Kutipan Teks »
Beranda | Artikel
Syahwat: Ujian Tersulit untuk Laki-Laki
21 jam lalu

Di balik wajah-wajah saleh, di balik hafalan ayat-ayat dan hadis, tersimpan satu ujian besar yang terus datang menghampiri: syahwat. Datang tidak mengenal waktu, tidak mengenal usia, tidak pula mengenal tingkat keimanan. Betapa banyak lelaki yang terjebak dalam siklus menyesal dan mengulang dosa yang sama, lalu bertanya dalam hati:

“Mengapa ujian ini begitu sulit aku tinggalkan?”

Tidak sedikit yang sudah mencoba berbagai cara: mandi air dingin, puasa sunah, menghindari media sosial, meninggalkan teman yang buruk, namun syahwat tetap datang menggoda dalam bentuk yang baru. Bahkan, semakin besar upaya melawannya, terkadang semakin besar pula dorongan yang muncul dari dalam diri. Sebuah pertanyaan pun terbit di benak: mengapa Allah menciptakan dorongan ini begitu kuat dalam diri laki-laki?

Ketentuan Latihan » Salin kata demi kata bagian kutipan tentang syahwat, mulai dari "Di balik wajah-wajah" sampai "dalam diri laki-laki?". Catatan di bawah tidak ada kaitannya dengan kutipan tentang syahwat.

Data Mentah »
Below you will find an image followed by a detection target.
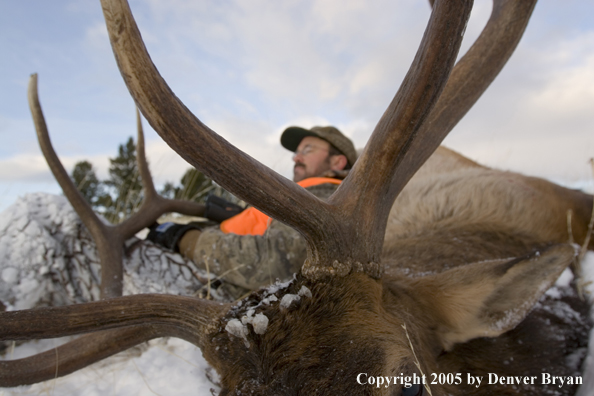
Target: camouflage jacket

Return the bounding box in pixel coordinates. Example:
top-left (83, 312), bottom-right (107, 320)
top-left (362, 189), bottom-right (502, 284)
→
top-left (192, 183), bottom-right (337, 294)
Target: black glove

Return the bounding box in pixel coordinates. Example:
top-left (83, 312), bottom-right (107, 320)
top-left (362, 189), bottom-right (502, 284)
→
top-left (204, 194), bottom-right (244, 223)
top-left (146, 221), bottom-right (216, 253)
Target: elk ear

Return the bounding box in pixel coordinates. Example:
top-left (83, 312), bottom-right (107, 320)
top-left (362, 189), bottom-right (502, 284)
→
top-left (421, 244), bottom-right (575, 350)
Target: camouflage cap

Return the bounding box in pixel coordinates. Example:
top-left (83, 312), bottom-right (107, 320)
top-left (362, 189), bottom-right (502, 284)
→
top-left (281, 126), bottom-right (357, 166)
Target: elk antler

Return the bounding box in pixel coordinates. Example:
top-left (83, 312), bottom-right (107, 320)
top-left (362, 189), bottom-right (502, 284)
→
top-left (384, 0), bottom-right (536, 196)
top-left (0, 295), bottom-right (230, 387)
top-left (101, 0), bottom-right (472, 279)
top-left (28, 74), bottom-right (204, 298)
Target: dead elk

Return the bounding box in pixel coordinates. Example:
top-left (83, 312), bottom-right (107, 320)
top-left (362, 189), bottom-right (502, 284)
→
top-left (0, 0), bottom-right (592, 395)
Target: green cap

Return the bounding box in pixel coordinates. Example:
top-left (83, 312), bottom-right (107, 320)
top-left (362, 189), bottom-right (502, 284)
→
top-left (281, 126), bottom-right (357, 166)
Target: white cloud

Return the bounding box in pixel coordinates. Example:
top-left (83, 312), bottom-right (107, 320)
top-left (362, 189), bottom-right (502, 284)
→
top-left (0, 0), bottom-right (594, 213)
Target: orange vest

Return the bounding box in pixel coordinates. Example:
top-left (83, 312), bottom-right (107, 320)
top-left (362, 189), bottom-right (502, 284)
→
top-left (221, 177), bottom-right (341, 235)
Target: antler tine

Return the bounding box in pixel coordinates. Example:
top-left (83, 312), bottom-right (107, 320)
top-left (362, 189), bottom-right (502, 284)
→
top-left (0, 294), bottom-right (231, 340)
top-left (394, 0), bottom-right (536, 190)
top-left (101, 0), bottom-right (336, 246)
top-left (115, 108), bottom-right (205, 242)
top-left (304, 1), bottom-right (472, 277)
top-left (28, 74), bottom-right (123, 298)
top-left (28, 74), bottom-right (204, 298)
top-left (0, 325), bottom-right (199, 387)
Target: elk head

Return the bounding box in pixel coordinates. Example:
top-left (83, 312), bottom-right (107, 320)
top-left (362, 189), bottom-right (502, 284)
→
top-left (0, 0), bottom-right (574, 395)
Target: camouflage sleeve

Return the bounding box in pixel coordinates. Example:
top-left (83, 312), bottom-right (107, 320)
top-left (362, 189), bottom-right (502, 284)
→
top-left (187, 184), bottom-right (336, 290)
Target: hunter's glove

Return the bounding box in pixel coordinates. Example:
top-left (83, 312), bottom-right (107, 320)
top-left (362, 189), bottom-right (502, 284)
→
top-left (146, 221), bottom-right (216, 253)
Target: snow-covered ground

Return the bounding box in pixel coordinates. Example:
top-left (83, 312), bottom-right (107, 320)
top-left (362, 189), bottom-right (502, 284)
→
top-left (0, 194), bottom-right (594, 396)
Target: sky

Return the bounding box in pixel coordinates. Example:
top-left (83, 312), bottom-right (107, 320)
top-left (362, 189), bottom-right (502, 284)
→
top-left (0, 0), bottom-right (594, 210)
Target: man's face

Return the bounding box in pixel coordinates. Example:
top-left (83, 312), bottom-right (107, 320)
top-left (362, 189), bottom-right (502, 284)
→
top-left (293, 136), bottom-right (332, 182)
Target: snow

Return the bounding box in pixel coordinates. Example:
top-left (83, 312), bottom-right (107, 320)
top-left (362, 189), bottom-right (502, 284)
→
top-left (0, 194), bottom-right (594, 396)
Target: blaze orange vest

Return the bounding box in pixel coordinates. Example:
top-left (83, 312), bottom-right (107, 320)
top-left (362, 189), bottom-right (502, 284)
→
top-left (221, 177), bottom-right (341, 235)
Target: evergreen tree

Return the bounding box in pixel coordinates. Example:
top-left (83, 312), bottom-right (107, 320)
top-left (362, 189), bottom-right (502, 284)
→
top-left (70, 161), bottom-right (104, 210)
top-left (101, 137), bottom-right (142, 223)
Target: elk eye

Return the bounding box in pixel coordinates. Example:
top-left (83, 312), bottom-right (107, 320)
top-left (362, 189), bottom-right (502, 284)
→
top-left (400, 384), bottom-right (423, 396)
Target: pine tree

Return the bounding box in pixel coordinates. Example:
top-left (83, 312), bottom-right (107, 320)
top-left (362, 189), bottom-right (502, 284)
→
top-left (101, 137), bottom-right (142, 223)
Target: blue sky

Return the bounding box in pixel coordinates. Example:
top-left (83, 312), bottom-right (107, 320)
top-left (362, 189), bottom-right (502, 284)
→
top-left (0, 0), bottom-right (594, 210)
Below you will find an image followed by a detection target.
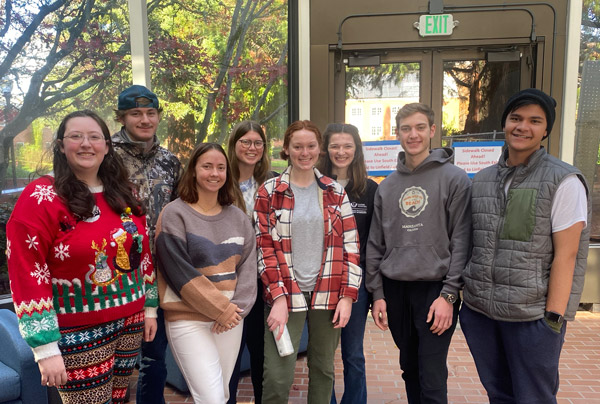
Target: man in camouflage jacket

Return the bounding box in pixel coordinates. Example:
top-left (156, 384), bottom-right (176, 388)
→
top-left (112, 85), bottom-right (181, 404)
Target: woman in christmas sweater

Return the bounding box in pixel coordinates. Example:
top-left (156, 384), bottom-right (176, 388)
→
top-left (155, 143), bottom-right (257, 404)
top-left (6, 110), bottom-right (157, 404)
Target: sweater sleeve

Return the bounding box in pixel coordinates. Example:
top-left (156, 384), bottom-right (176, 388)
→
top-left (141, 218), bottom-right (158, 318)
top-left (231, 212), bottom-right (257, 317)
top-left (365, 188), bottom-right (386, 300)
top-left (155, 205), bottom-right (236, 325)
top-left (442, 174), bottom-right (472, 296)
top-left (254, 183), bottom-right (288, 302)
top-left (6, 180), bottom-right (64, 361)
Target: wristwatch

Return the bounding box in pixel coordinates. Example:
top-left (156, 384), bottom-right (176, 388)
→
top-left (440, 292), bottom-right (458, 304)
top-left (544, 311), bottom-right (565, 326)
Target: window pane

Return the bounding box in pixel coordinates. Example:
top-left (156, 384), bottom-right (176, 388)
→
top-left (575, 6), bottom-right (600, 240)
top-left (345, 63), bottom-right (421, 140)
top-left (0, 0), bottom-right (131, 294)
top-left (442, 60), bottom-right (520, 144)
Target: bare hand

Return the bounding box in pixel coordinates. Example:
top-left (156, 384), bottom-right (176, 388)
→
top-left (371, 299), bottom-right (388, 331)
top-left (333, 297), bottom-right (352, 328)
top-left (216, 306), bottom-right (244, 334)
top-left (38, 355), bottom-right (67, 387)
top-left (210, 321), bottom-right (233, 334)
top-left (425, 296), bottom-right (454, 335)
top-left (267, 296), bottom-right (289, 341)
top-left (144, 317), bottom-right (158, 342)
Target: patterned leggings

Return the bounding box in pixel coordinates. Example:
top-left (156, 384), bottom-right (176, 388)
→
top-left (58, 311), bottom-right (144, 404)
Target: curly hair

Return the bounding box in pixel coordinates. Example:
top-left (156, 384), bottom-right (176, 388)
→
top-left (317, 123), bottom-right (367, 198)
top-left (177, 143), bottom-right (246, 211)
top-left (227, 121), bottom-right (271, 186)
top-left (52, 109), bottom-right (145, 220)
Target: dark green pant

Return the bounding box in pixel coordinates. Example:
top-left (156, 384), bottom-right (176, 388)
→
top-left (262, 294), bottom-right (341, 404)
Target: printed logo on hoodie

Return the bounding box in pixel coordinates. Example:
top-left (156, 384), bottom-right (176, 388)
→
top-left (398, 187), bottom-right (428, 217)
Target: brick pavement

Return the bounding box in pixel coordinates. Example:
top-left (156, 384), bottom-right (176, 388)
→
top-left (131, 311), bottom-right (600, 404)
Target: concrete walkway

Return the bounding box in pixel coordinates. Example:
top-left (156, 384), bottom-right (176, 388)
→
top-left (131, 311), bottom-right (600, 404)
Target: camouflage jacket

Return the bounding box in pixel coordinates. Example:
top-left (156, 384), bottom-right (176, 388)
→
top-left (112, 128), bottom-right (181, 252)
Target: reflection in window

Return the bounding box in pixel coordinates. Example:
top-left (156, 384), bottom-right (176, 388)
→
top-left (442, 60), bottom-right (520, 144)
top-left (0, 0), bottom-right (288, 295)
top-left (0, 0), bottom-right (131, 295)
top-left (345, 63), bottom-right (421, 140)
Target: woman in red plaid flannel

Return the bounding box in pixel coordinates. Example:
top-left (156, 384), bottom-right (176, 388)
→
top-left (254, 121), bottom-right (362, 403)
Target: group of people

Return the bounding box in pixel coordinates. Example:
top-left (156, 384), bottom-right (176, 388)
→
top-left (7, 85), bottom-right (590, 404)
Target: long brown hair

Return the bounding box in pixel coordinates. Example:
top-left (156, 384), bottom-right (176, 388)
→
top-left (227, 121), bottom-right (271, 186)
top-left (317, 123), bottom-right (367, 198)
top-left (177, 143), bottom-right (245, 210)
top-left (52, 109), bottom-right (145, 219)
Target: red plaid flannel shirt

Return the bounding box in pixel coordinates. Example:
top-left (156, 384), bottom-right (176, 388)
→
top-left (254, 167), bottom-right (362, 311)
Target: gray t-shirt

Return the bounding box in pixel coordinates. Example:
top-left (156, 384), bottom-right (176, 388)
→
top-left (291, 182), bottom-right (324, 292)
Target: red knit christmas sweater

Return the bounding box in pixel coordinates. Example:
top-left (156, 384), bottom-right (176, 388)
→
top-left (6, 177), bottom-right (158, 360)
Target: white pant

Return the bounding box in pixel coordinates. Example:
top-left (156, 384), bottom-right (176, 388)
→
top-left (165, 320), bottom-right (244, 404)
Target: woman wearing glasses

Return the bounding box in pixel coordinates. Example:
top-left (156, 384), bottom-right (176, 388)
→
top-left (227, 121), bottom-right (277, 404)
top-left (6, 111), bottom-right (158, 404)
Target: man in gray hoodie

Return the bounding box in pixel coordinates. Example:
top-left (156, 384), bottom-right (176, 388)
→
top-left (366, 103), bottom-right (471, 403)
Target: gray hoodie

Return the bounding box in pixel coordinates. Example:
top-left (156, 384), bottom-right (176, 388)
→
top-left (366, 148), bottom-right (471, 300)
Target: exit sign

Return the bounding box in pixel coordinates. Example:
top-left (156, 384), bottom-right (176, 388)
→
top-left (414, 14), bottom-right (458, 36)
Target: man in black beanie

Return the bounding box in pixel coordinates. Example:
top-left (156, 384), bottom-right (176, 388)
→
top-left (460, 88), bottom-right (591, 404)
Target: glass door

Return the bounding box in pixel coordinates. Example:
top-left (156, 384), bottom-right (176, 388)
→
top-left (335, 51), bottom-right (431, 141)
top-left (432, 47), bottom-right (532, 146)
top-left (334, 45), bottom-right (535, 147)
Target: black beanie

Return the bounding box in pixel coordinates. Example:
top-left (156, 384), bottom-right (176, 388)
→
top-left (501, 88), bottom-right (556, 136)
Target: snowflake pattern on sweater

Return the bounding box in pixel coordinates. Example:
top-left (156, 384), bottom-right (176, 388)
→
top-left (6, 177), bottom-right (158, 359)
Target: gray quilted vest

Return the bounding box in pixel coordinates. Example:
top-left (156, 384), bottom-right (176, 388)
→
top-left (463, 148), bottom-right (591, 321)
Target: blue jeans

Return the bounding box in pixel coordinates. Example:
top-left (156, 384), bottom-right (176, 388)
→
top-left (227, 279), bottom-right (265, 404)
top-left (331, 281), bottom-right (369, 404)
top-left (135, 307), bottom-right (167, 404)
top-left (460, 304), bottom-right (567, 404)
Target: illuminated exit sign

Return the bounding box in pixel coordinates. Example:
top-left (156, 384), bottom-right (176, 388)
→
top-left (414, 14), bottom-right (458, 36)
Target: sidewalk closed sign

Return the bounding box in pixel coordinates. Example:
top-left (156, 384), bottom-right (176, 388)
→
top-left (414, 14), bottom-right (458, 37)
top-left (453, 142), bottom-right (504, 178)
top-left (363, 140), bottom-right (402, 177)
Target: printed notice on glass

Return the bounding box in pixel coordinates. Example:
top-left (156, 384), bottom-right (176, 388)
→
top-left (453, 142), bottom-right (504, 178)
top-left (363, 140), bottom-right (402, 177)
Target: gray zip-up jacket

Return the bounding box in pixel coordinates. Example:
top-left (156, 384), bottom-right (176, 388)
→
top-left (463, 148), bottom-right (591, 321)
top-left (366, 148), bottom-right (471, 300)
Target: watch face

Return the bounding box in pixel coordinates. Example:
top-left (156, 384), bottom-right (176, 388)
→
top-left (440, 293), bottom-right (456, 304)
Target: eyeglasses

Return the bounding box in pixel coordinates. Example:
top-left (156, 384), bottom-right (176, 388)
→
top-left (64, 133), bottom-right (106, 143)
top-left (238, 139), bottom-right (265, 149)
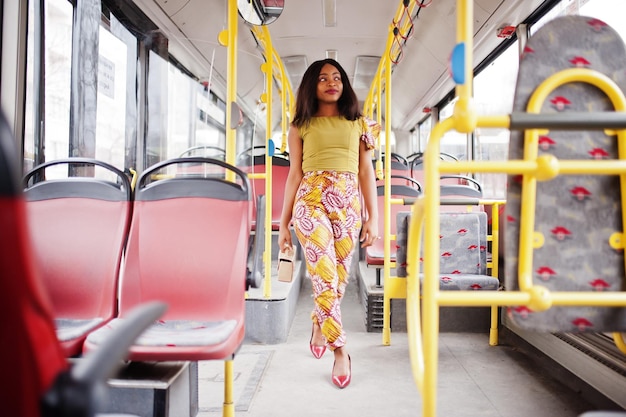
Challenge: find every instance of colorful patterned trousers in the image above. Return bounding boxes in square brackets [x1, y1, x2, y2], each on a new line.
[293, 171, 361, 350]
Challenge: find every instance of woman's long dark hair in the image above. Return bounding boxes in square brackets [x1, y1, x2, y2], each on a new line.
[292, 58, 361, 127]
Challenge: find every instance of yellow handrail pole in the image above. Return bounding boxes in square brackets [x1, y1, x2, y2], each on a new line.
[378, 54, 391, 332]
[261, 26, 274, 298]
[376, 25, 393, 346]
[218, 0, 239, 181]
[422, 0, 477, 417]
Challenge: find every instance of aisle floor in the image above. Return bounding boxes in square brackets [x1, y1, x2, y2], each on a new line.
[198, 262, 593, 417]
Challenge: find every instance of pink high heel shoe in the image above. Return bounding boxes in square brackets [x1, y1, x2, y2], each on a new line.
[309, 324, 326, 359]
[333, 355, 352, 389]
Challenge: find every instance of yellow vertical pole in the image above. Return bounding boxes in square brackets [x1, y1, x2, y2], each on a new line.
[219, 0, 238, 181]
[222, 359, 235, 417]
[261, 26, 274, 298]
[376, 25, 394, 346]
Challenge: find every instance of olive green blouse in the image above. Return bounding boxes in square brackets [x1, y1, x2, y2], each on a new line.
[298, 116, 380, 174]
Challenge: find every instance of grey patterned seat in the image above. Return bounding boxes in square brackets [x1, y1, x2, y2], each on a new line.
[396, 212, 500, 291]
[505, 16, 626, 332]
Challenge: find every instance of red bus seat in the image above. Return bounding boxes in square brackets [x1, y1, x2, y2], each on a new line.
[0, 109, 68, 417]
[0, 110, 165, 417]
[84, 158, 253, 416]
[24, 158, 132, 356]
[365, 176, 422, 287]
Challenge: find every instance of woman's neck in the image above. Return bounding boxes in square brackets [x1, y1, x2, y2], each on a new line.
[315, 103, 341, 117]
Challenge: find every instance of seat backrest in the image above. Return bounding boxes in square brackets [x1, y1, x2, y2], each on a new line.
[396, 211, 487, 277]
[365, 179, 422, 265]
[0, 113, 68, 417]
[24, 158, 132, 328]
[24, 158, 132, 355]
[505, 16, 626, 332]
[238, 155, 289, 230]
[120, 157, 252, 321]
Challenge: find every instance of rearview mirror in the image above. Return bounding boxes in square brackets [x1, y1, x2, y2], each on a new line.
[237, 0, 285, 26]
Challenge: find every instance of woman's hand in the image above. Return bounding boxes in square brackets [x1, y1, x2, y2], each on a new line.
[359, 218, 380, 248]
[278, 226, 293, 251]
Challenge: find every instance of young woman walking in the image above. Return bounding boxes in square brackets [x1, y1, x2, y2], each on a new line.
[278, 59, 380, 388]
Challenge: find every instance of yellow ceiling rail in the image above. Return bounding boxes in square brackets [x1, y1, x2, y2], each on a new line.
[250, 25, 294, 298]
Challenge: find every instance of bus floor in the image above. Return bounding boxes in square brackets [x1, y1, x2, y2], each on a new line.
[198, 263, 594, 417]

Jawaban Tertulis »
Di balik wajah-wajah saleh, di balik hafalan ayat-ayat dan hadis, tersimpan satu ujian besar yang terus datang menghampiri: syahwat. Datang tidak mengenal waktu, tidak mengenal usia, tidak pula mengenal tingkat keimanan. Betapa banyak lelaki yang terjebak dalam siklus menyesal dan mengulang dosa yang sama, lalu bertanya dalam hati:

“Mengapa ujian ini begitu sulit aku tinggalkan?”

Tidak sedikit yang sudah mencoba berbagai cara: mandi air dingin, puasa sunah, menghindari media sosial, meninggalkan teman yang buruk, namun syahwat tetap datang menggoda dalam bentuk yang baru. Bahkan, semakin besar upaya melawannya, terkadang semakin besar pula dorongan yang muncul dari dalam diri. Sebuah pertanyaan pun terbit di benak: mengapa Allah menciptakan dorongan ini begitu kuat dalam diri laki-laki?